Quote the article about the Interior Department whistleblower below word for word, from "The governmentwide Office" up to and including "the Arctic Ocean.".

• _SOURCE PASSAGE_
+ + + +

Interior Department headquarters in Washington.

Interior Department headquarters in Washington. bakdc/Shutterstock.com

Special Counsel Backs Interior Whistleblower Said To Be Wrongfully Fired

Separately, a Bureau of Reclamation employee violated post-employment rules.

The governmentwide Office of Special Counsel on Tuesday announced it was filing a complaint to protect an Interior employee who was fired after disclosing in 2012 assertions that the department violated the National Environmental Policy Act to facilitate oil exploration in the Arctic Ocean.

Jeffrey Missal, a Regional Environmental Officer based in Anchorage, Alaska, had complained to Interior’s IG after getting little response from his direct supervisors. In 2014, he became the subject of an investigation by his superiors for unspecified misconduct on the same day that Missal was informed that Interior’s IG had launched an inquiry, according to the Special Counsel.

Then in 2016, Interior fined him based on alleged misconduct found by the IG. He complained to the OSC, which successfully petitioned the Merit Systems Protection Board to stay his firing. OSC’s action prevented him from losing his home.

In October 2017, OSC determined that Interior’s probe of Missal was launched in retaliation for his whistleblowing. It sought corrective action through a formal Report of Prohibited Personnel Practice, but the department declined. OSC filed a complaint with the MSPB to compel it to comply, and a hearing is likely.

“Whistleblowers must have confidence they can report wrongdoing without facing retaliation,” Special Counsel Henry Kerner said in a statement. “OSC is committed to restoring that confidence by holding agencies accountable when they violate whistleblowers’ rights.”

Missal’s counsel, Tom Devine, who is legal director for the nonprofit Government Accountability Project, welcomed the development. “The Interior Department has not respected the Whistleblower Protection Act’s enforcement institutions. Even after putting Mr. Missal back on payroll, it has continued to violate many of the details of MSPB stay orders by continuing to isolate him and intentionally restricting his normal duties,” he said. “Since Interior summarily rejected the OSC’s recommendations after a thorough investigation, it is almost as if the agency was testing the OSC’s will and authority. Special Counsel Kerner did not blink. It helps all whistleblowers, regardless of the nature of their disclosure, when the OSC holds agencies accountable for taking its conclusions seriously.”

Separately, a retired employee of the Interior Department’s Bureau of Reclamation violated post-employment rules by working on issues related to his federal work while representing a new employer, a watchdog found.

+ + + +

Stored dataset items
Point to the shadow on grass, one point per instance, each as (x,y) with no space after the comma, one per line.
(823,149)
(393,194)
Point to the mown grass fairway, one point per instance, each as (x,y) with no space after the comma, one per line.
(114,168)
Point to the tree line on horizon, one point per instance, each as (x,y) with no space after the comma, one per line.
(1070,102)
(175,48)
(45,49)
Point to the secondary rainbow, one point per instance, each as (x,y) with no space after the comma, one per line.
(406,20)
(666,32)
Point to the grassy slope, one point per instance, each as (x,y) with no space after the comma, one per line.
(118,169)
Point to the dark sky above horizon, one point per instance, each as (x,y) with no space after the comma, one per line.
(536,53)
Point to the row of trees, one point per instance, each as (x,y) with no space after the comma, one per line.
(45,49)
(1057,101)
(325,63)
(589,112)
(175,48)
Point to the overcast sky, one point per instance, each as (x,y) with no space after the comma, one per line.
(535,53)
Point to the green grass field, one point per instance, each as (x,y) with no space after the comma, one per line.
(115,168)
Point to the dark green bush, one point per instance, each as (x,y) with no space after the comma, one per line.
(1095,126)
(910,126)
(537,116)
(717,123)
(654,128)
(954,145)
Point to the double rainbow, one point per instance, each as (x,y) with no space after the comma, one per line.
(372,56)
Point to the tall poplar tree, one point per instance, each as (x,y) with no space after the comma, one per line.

+ + + +

• _SOLVED PROBLEM_
The governmentwide Office of Special Counsel on Tuesday announced it was filing a complaint to protect an Interior employee who was fired after disclosing in 2012 assertions that the department violated the National Environmental Policy Act to facilitate oil exploration in the Arctic Ocean.